Dataset entries:
######

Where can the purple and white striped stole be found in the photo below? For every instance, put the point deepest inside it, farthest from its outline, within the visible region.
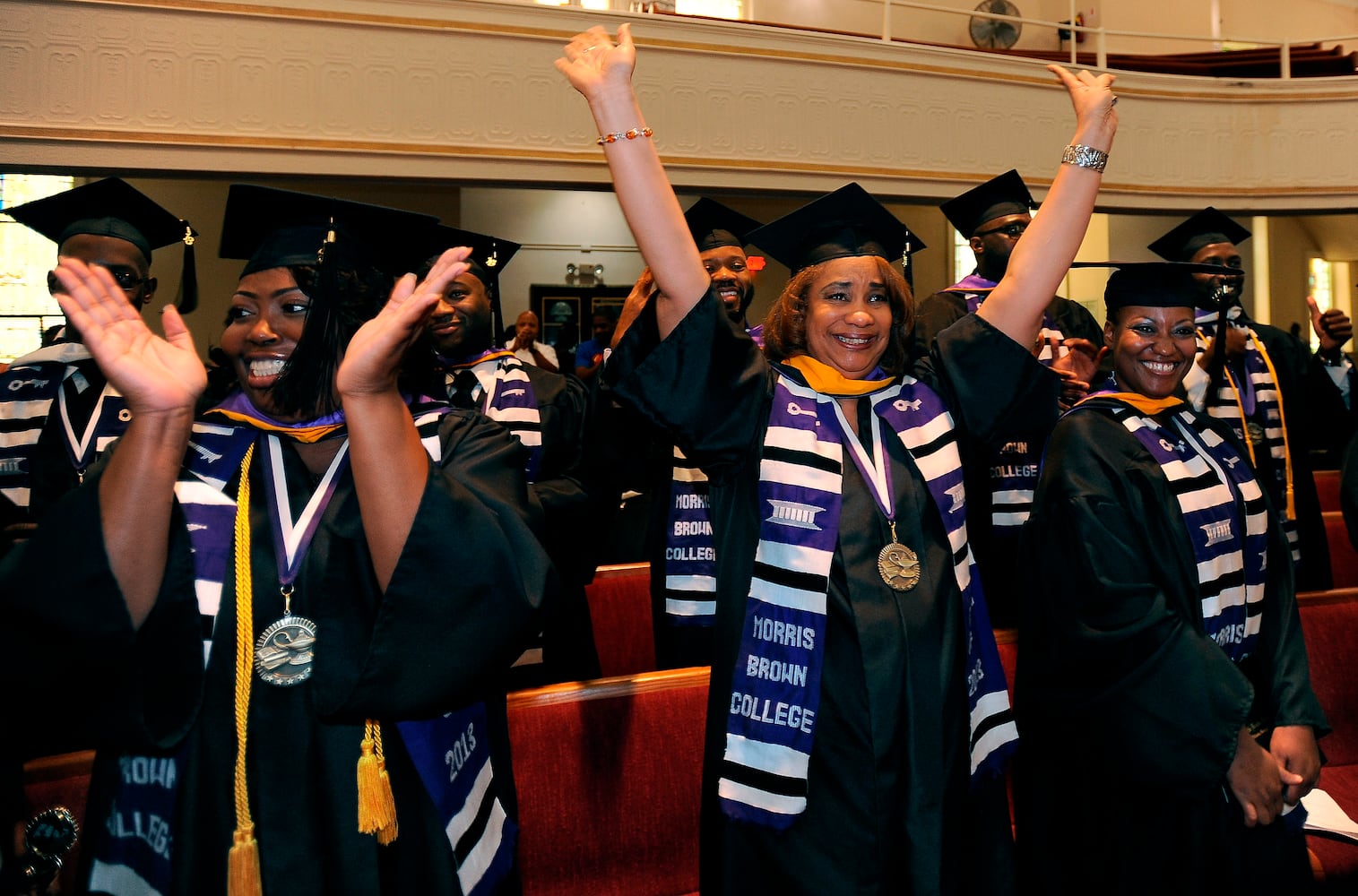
(775, 693)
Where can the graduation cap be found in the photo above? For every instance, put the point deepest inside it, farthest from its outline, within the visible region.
(714, 224)
(843, 224)
(282, 228)
(1204, 228)
(115, 208)
(999, 195)
(489, 255)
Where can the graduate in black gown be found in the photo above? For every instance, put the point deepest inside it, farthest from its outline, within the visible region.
(1163, 693)
(856, 685)
(307, 598)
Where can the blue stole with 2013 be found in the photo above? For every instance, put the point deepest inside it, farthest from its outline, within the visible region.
(775, 693)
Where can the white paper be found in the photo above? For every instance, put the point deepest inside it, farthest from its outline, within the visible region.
(1323, 814)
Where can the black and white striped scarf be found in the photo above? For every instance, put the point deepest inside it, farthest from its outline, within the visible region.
(775, 693)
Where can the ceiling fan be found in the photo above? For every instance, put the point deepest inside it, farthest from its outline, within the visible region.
(994, 34)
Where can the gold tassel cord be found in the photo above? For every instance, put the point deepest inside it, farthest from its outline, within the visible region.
(243, 861)
(376, 804)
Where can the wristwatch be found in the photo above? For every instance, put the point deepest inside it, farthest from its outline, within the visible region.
(1086, 157)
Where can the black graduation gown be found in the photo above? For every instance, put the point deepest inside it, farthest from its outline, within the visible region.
(997, 554)
(455, 614)
(567, 643)
(1292, 361)
(1128, 711)
(890, 809)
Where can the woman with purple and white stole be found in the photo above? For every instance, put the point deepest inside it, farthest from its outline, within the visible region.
(1163, 693)
(859, 716)
(311, 590)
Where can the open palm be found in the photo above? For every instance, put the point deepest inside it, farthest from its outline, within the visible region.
(152, 374)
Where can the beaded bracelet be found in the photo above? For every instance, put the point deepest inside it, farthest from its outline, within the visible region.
(629, 134)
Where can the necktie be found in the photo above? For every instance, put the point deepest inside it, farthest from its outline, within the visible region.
(463, 390)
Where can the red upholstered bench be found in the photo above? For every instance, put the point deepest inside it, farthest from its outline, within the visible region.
(619, 613)
(60, 780)
(1344, 558)
(609, 777)
(1329, 625)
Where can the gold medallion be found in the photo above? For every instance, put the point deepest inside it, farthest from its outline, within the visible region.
(284, 650)
(899, 566)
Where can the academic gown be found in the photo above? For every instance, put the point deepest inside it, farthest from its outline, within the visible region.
(997, 551)
(1128, 711)
(456, 611)
(1294, 382)
(890, 809)
(568, 648)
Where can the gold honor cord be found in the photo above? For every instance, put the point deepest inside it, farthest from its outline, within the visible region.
(243, 861)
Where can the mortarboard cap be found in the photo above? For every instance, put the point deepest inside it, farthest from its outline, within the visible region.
(115, 208)
(280, 228)
(488, 258)
(999, 195)
(1155, 284)
(1204, 228)
(843, 224)
(714, 224)
(489, 254)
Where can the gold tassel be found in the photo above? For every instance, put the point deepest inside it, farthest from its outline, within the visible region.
(376, 804)
(243, 865)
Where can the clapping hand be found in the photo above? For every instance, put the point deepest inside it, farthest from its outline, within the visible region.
(155, 375)
(372, 358)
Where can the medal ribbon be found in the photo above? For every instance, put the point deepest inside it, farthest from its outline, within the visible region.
(81, 448)
(292, 539)
(876, 470)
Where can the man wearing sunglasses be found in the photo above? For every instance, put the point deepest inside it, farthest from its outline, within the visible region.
(993, 218)
(57, 410)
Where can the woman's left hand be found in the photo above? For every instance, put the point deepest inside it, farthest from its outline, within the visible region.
(372, 360)
(1294, 748)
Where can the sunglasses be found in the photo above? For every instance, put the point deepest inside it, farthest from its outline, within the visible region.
(126, 280)
(1013, 229)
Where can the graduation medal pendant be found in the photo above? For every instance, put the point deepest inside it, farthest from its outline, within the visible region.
(898, 565)
(285, 650)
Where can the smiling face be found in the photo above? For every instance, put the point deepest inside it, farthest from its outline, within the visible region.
(1152, 348)
(849, 315)
(264, 323)
(731, 279)
(461, 323)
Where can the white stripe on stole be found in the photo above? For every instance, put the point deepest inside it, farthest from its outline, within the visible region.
(773, 758)
(30, 409)
(18, 495)
(923, 435)
(677, 607)
(22, 437)
(791, 556)
(690, 582)
(461, 823)
(809, 477)
(120, 880)
(791, 598)
(761, 798)
(484, 851)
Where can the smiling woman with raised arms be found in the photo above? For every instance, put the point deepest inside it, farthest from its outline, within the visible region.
(285, 653)
(857, 714)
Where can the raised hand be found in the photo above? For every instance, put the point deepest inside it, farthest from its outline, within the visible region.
(1332, 327)
(1094, 100)
(595, 65)
(155, 375)
(372, 358)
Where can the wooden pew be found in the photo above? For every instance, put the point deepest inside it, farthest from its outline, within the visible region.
(619, 613)
(609, 777)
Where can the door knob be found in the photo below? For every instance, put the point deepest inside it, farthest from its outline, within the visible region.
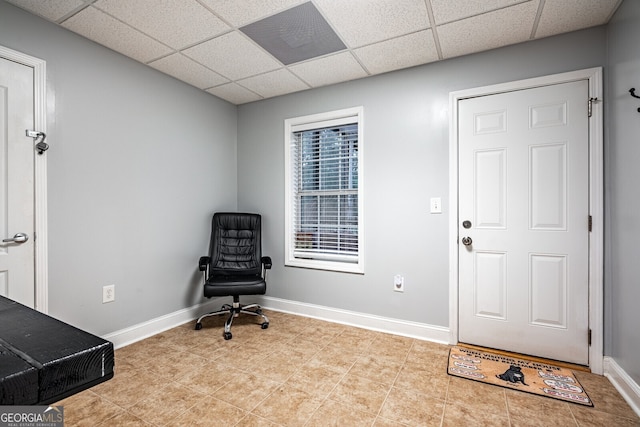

######

Your goal:
The answer must be an exact copy of the records, with no pictures in it.

Solution for this problem:
Where can the purple and white striped stole be found in the photo below? For every instance, put the point deepest inside it, farthest from its outline, within the visible region.
(775, 693)
Where can the graduation cap be found in the photo above? For every instance, put the point deepest inside it, farthest from its outline, within the visible region.
(714, 224)
(843, 224)
(282, 228)
(1204, 228)
(115, 208)
(999, 195)
(489, 255)
Where can the graduate in black gown be found in the photo above? For every instance, put the point deepest inside it, farthest from its outline, within the visible region.
(1163, 693)
(856, 685)
(307, 598)
Where can the blue stole with 2013 be found in the photo above? For every instance, put the point deepest inside it, farthest from its outline, within the visible region.
(775, 693)
Where can the white paper be found in the photo above? For every instance, put the point deepest inside it, farthest from its outline, within the visible region.
(1323, 814)
Where can the black and white striped scarf be found in the photo above? For every instance, put the point deepest inside it, farthest from its outline, within the visible region.
(775, 693)
Where can the ceiling fan be found in the photo above? For every instance, put the point deepest inside it, farthest from its outline, within the visible region.
(994, 34)
Where can the gold tassel cord be found in the photo above? For every instance, put the point deepest inside it, farthest from its outline, within the visible region.
(243, 861)
(376, 804)
Where can the wristwatch be found in the photo above? For every instance, put the point deepest inside it, farthest from its outline, within the visible region.
(1086, 157)
Where can the black graduation gown be found in the photo above? For every instance, put the point deepest inside it, farthest from its outline, within the visible region.
(997, 554)
(455, 614)
(567, 643)
(1292, 361)
(1128, 711)
(890, 809)
Where can the woman with purple and white stole be found in the photo above? For every instance, put the point deepest inside it, farthest from its outline, within the visible region.
(1163, 693)
(859, 716)
(311, 590)
Where can the open palm be found in the photo above? For every instance, put the point deepest inside it, farthest from its outline, within the visible region.
(152, 374)
Where can the beaded bracelet be found in the photo above? For every instance, put the point deepest inside it, farthest from its outline, within the visible region.
(629, 134)
Where can the necktie be found in the photo above? For every instance, put the point deepest inside it, farthest from its outline, within the visible region.
(463, 390)
Where can the red upholstered bench be found in the photo above? For every instance, put the point deepest inside it, farthest from its outline, within the visible region.
(619, 613)
(60, 780)
(1344, 558)
(609, 777)
(1329, 625)
Where can the gold medallion be found in the photo above? For every instance, put the point deepest inside it, farthest from its outline, within the visible region.
(284, 650)
(899, 566)
Where can the academic gown be found in the photo above? For every instance, put the point deepest inside it, farthest from its outline, within the visible region.
(997, 551)
(1128, 711)
(456, 611)
(1294, 382)
(890, 809)
(568, 648)
Where can the gold honor cord be found in the photo above? For every instance, put the point deepest inside it, farthest from its outline, within the visible region.
(243, 861)
Where can the mortarboard cap be found in the photo above? For every instance, put the point deepest inside it, farthest from its outline, within the visible region.
(115, 208)
(280, 228)
(488, 258)
(999, 195)
(1155, 284)
(1204, 228)
(843, 224)
(714, 224)
(489, 254)
Where can the gold tassel be found in the photo above? For every instance, put the point deepest inside it, farthest from its outline, within the visible region.
(376, 804)
(243, 865)
Where can the clapping hand be found in the photo above? For every instance, put the point deepest inside it, farthest from its outline, within the visible region.
(155, 375)
(372, 358)
Where can the medal ribbon be found in the photo above? For every instance, put the point deepest inside it, farthest from its outline, within the visible region.
(81, 448)
(292, 539)
(876, 470)
Where can the man wearing sunglasses be found in the photo above? For every instance, put the point deepest inside it, farthest from its outline, within the visible region.
(993, 218)
(57, 410)
Where can the woman's left hand be found in the photo above? For every instance, put the point deepest inside it, farthest from its outline, within the visible region.
(372, 360)
(1294, 748)
Where can the sunglasses be found in the photo above? For every instance, put the point deepest inside it, farthest from its outline, within the visible region.
(126, 280)
(1013, 229)
Where can the graduation medal pendant be found in the photo above? For every instance, put the point deepest inside it, farthest from its outline, within the visible region.
(898, 565)
(285, 650)
Where can the smiling face be found in the photo above? For every instance, put the point deepest inside it, farthest from its outline, within the visible region.
(1152, 348)
(849, 315)
(264, 323)
(731, 279)
(461, 323)
Where can the white stripe on stole be found in the photo above? For every instance, put the point deepest inside it, farthest from its outline, within the visible region.
(773, 758)
(30, 409)
(18, 495)
(923, 435)
(677, 607)
(22, 437)
(791, 556)
(690, 582)
(461, 823)
(809, 477)
(120, 880)
(791, 598)
(761, 798)
(484, 851)
Where can the smiling woman with raised arms be found in the photo above? For every instance, put the point deepest inside it, farthest from its outline, within the visible region.
(285, 653)
(857, 714)
Where can the raised hand be found in the photo above? For every instance, put the point deepest inside it, farthest from its outline, within the visible region.
(1332, 327)
(1094, 100)
(595, 65)
(155, 375)
(372, 358)
Where can the wooden pew be found in the photo above? For every instance, put the point deepest inside it, farthest from its outline, within the visible region.
(619, 613)
(609, 777)
Where can the door knob be found in the photo below? For every instance, put the point deepest inside it, farthest from its outline, within the visible region.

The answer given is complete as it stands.